BEGIN Data entries

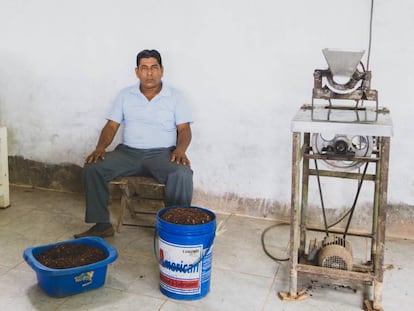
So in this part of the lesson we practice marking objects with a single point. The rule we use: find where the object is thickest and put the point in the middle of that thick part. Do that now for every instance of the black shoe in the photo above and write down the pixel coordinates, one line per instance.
(93, 231)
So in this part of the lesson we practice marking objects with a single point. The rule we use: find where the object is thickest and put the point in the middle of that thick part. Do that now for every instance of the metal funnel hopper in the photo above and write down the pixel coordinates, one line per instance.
(342, 64)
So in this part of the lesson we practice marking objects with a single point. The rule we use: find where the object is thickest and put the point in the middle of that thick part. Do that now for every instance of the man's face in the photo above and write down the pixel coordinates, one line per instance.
(149, 72)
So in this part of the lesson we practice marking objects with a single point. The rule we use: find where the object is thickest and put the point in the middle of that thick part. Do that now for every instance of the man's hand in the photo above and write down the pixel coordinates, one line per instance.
(179, 157)
(97, 154)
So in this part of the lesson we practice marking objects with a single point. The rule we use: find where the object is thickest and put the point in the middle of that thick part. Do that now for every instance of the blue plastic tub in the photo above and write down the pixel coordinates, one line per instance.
(185, 255)
(65, 282)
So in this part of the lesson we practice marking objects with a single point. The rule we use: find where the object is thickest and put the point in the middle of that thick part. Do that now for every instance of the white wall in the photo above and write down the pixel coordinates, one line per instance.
(246, 66)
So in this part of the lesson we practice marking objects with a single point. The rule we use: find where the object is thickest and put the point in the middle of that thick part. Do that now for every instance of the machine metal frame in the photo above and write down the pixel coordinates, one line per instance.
(303, 125)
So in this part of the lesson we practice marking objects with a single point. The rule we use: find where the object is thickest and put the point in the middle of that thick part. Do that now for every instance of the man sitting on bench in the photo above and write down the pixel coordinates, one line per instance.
(156, 136)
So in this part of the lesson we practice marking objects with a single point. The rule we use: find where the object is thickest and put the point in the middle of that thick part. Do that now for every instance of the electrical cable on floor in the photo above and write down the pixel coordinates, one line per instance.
(279, 260)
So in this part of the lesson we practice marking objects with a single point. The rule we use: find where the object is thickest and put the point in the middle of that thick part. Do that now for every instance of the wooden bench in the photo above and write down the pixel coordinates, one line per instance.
(146, 192)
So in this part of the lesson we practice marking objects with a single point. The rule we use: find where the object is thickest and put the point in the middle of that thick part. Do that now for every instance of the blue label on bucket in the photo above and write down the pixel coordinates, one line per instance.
(181, 267)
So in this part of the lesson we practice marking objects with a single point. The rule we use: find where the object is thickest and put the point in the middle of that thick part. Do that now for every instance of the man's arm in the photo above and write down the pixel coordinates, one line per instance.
(183, 141)
(107, 135)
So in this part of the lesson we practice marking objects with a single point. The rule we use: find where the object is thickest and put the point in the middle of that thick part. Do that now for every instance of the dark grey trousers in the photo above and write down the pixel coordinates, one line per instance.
(126, 161)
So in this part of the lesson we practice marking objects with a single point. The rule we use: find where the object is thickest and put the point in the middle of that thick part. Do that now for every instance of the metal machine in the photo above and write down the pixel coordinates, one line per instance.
(346, 131)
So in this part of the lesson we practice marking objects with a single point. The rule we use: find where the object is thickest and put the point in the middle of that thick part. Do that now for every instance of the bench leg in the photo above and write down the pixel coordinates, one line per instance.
(124, 205)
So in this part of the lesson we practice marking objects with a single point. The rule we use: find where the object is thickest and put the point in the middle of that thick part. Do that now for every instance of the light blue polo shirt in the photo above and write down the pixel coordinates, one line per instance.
(150, 124)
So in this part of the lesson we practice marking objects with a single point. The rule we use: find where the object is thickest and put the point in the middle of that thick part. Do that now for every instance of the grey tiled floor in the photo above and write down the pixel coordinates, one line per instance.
(243, 276)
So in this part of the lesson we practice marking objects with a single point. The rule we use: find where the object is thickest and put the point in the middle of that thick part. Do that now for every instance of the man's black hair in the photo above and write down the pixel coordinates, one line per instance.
(148, 54)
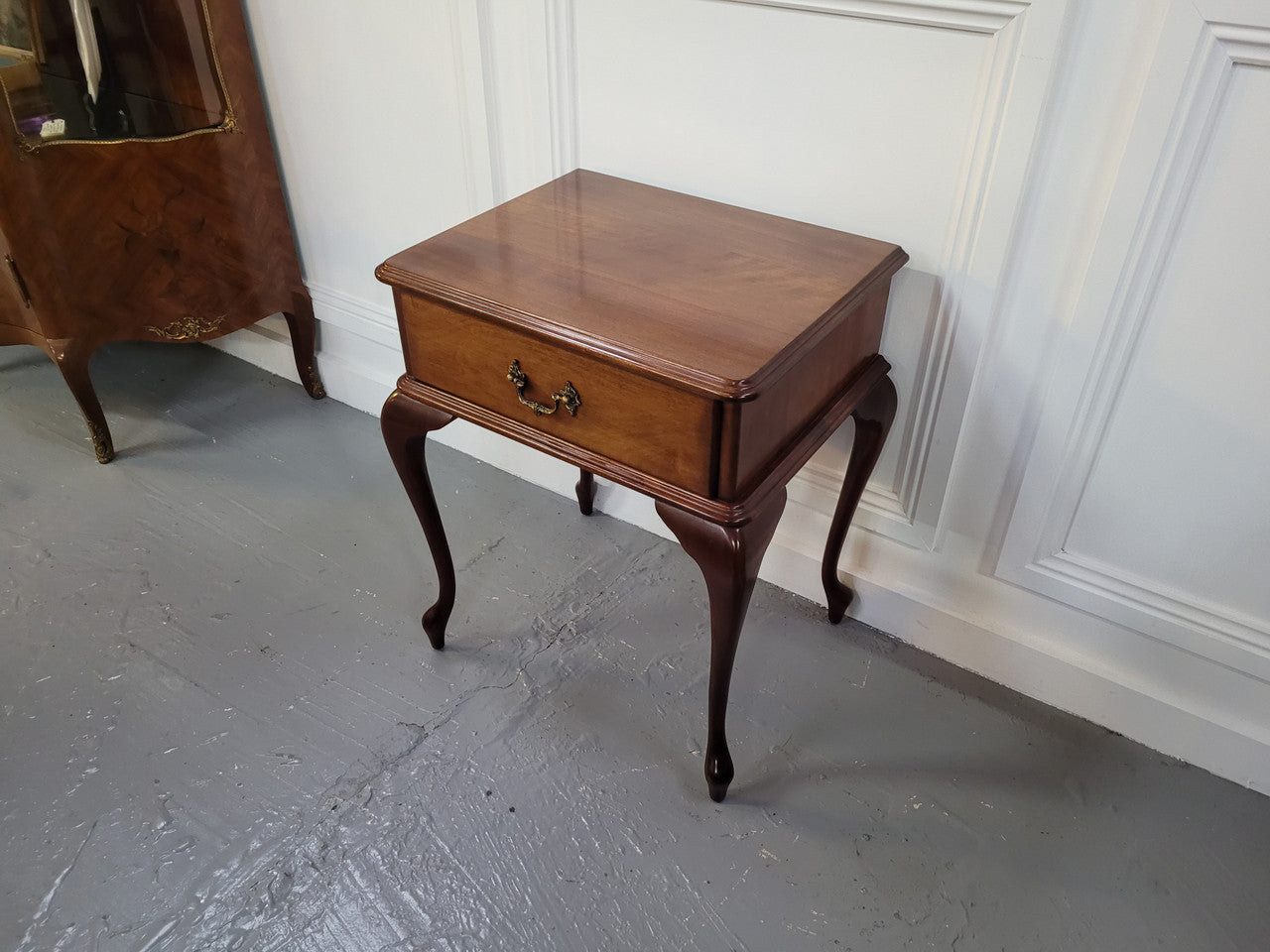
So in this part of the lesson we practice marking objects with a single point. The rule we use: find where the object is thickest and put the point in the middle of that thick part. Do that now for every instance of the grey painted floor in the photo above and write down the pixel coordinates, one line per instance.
(222, 728)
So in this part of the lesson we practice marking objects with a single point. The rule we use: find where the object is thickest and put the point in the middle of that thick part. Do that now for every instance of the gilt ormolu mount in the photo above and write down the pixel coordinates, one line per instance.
(139, 191)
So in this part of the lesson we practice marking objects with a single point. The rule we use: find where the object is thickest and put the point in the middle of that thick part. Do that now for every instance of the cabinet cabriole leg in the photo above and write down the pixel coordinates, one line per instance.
(873, 417)
(71, 358)
(304, 334)
(729, 557)
(585, 490)
(405, 424)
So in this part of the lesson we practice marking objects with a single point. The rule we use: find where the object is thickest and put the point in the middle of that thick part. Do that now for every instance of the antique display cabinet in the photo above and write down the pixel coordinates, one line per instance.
(139, 190)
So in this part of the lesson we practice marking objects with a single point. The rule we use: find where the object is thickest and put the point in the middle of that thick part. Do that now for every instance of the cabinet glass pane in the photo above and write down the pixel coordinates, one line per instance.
(105, 70)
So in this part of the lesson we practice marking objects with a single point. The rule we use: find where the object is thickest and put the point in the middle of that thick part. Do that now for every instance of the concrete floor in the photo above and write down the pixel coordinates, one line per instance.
(222, 728)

END Data entries

What you have to do -
Pictures stay out; repeat all the rest of the records exactly.

Completed exercise -
So in this part of the lesson we practice marking objects with a single point. The rule we use: find where the object is thickest and put the point in the middle of that thick part. Do that now for every instance of the black shoe in the photo above and write down the pixel coordinates, one line per instance.
(93, 231)
So in this part of the lesson we practice marking objects with a single point. The rule we use: find where the object is thickest and put the point in the middle of that thick part. Do that now for every instance of the metal funnel hopper in the photo above and write down the pixel coordinates, one line per instance.
(342, 64)
So in this part of the lesson we practice marking objects with a single point. The rule we use: find where the object is thickest and put the point in the middle of that thick part. Do that now for every instance of the man's face in the photo above and write down the pixel coordinates, one line per instance.
(149, 72)
So in this part of the lesson we practice marking objects with a single point. The rule we use: find where the object is thickest and put the point in the middle of that thick part. Do that now for every instance of the man's hand in the photo above and write down the pixel coordinates, one line per instance.
(179, 157)
(97, 154)
So in this part of the lesson we practice marking objects with a single point. The rule we use: find where the object is thickest and put the point in the middle of that thick part. Do that now for every instance of the blue plastic tub in the photo above and write down the pixel coordinates, one line per instance.
(185, 255)
(65, 282)
So in this part of the lesson we practice marking objects with a single point. The rule we use: find where the object is thickest and put the point in the middle of that thick part. Do that now for every instance of the white wall in the photo above and write down the pixel coordinates, one line per instance.
(246, 66)
So in this part of the lesson we practice marking objects with a single point. The rule we use: find where the object is thickest and put the point in the middle of that thick part. Do that now for every instance of the machine metal frame in the photo above and write down the pixel coordinates, one line per instance.
(303, 125)
So in this part of the lesson we practice marking objects with a single point. The rule we use: find where the object is thickest and put the point in the middle of that thick part. Do that now for every instance of the man sitting on bench in the photo above and write down the pixel coordinates, one line per instance.
(156, 136)
So in this part of the lesson we practice marking objects with a single point. The rule we use: find where the object is thickest and put the point in the middle of that thick part. Do that now for every instance of the electrical cable on floor in the photo above and write down the pixel coordinates, one line per instance.
(279, 260)
So in this part of the lesson we practice marking objects with a single point. The rule we use: find where the object is thickest and put the point in the middle of that thick part. Do that now for every instance of the wooden bench in the photo above and write down the pixel coordinates, one line per instance.
(146, 192)
So in this part of the lesson we practice marking objects with a single point. The rule we use: find where the object is thickest and put the point in the middle of that thick part. Do that now for every instance of the blue label on bucket in the photo above and write down the pixel coordinates, one line per instance.
(181, 267)
So in this part of the lesson we practice marking objects with a single point. The rule we use: find where the object is thickest and put the point in the middle of that thick part. Do that now for every instance of the man's arm in the photo above and write down the pixel coordinates, one line per instance.
(183, 141)
(107, 135)
So in this part of the lesson we practice marking objects with a single point. The rule we use: find where the object is thickest and put the point in the middle of that thick part. Do that now for every instance of the dark grey trousers in the photo above and write down the pixel coordinates, one line per instance.
(126, 161)
So in this part of the lesson we practice marking objects with a single point. The rule we use: find where the object is thickest and put the point in the middle of that thick part. Do that now for every instance of the metal machine in the photo above and write down the pixel coordinates, one line per instance.
(346, 131)
So in this part of the lesson we practice marking objects with a single point. The rule we use: find where the object is thickest and put the point in the middle of that thick part. Do that now for every instance of the bench leg in the photo above and write down the pixel coordinates, one line per instance.
(124, 205)
So in this part of the lesson we practice marking objects with a single point. The rule we use: find where the object is thickest and put the point in the middle of that thick part. Do that now for every instance of the light blue polo shirt in the photo above and write down the pixel coordinates, one line per instance.
(150, 124)
So in this part of the lesson we practice marking objects with a single point. The rule we use: find where the object is thickest and put the point in the middle of that thick part. Do that now for every instance of the grey tiled floor in the photo above and write down the pixel coordinates, one line per instance.
(243, 276)
So in this part of the lesson we practice marking objects with a single point. The rule we use: find where the object is thickest and put the point in the middle of that thick part. Do that now for every instance of the man's black hair in the photo above and write down the pixel coordinates, one line per instance.
(148, 54)
So in this part of the lesson we practice marking objects with a single point. The rule we use: find where the object is thickest and put the point in the middle of that thick part. Do that now for every instance of the grey painted floor in the photo above and write down the pixel coordinates, one line per instance.
(222, 728)
So in this part of the lesson we practice marking objects with a single point. The rule we use: find where the object is thickest and put the point in the middle of that thick part. Do that now for every instance of the gilt ormolu mount in the photo above and write down the pixel coordinates, one line per instance.
(139, 191)
So in this part of the lesson we practice marking objects with a single point. The rule we use: find where the object is thickest and put the point in the middle of that thick part. Do that now for every instance of the cabinet cabriole leg in the photo above and write down the pixel coordinates, one line per instance.
(873, 417)
(71, 358)
(304, 334)
(729, 557)
(585, 490)
(405, 424)
So in this part of the lesson we practice marking objects with a single point. The rule we use: find where the object is thickest and put the point in the middle of that thick part. Do that now for every instance of the antique display cabinet in the photo above and write down the pixel coordinates, one line per instance.
(139, 190)
So in this part of the lesson we practice marking objects with a single point. The rule we use: find where the object is thickest and put the point in the middle of that thick part. Do that now for every instance of the cabinet glass pane in the photo above and write down the pixel coordinates, one line per instance.
(105, 70)
So in this part of the lesson we practice marking objects with a single point. The rule we use: find where the object is thickest and put the point in the middle of that thick part. Do that now for every instance of the concrete floor in the photo above and write down the pixel coordinates, one line per instance.
(222, 728)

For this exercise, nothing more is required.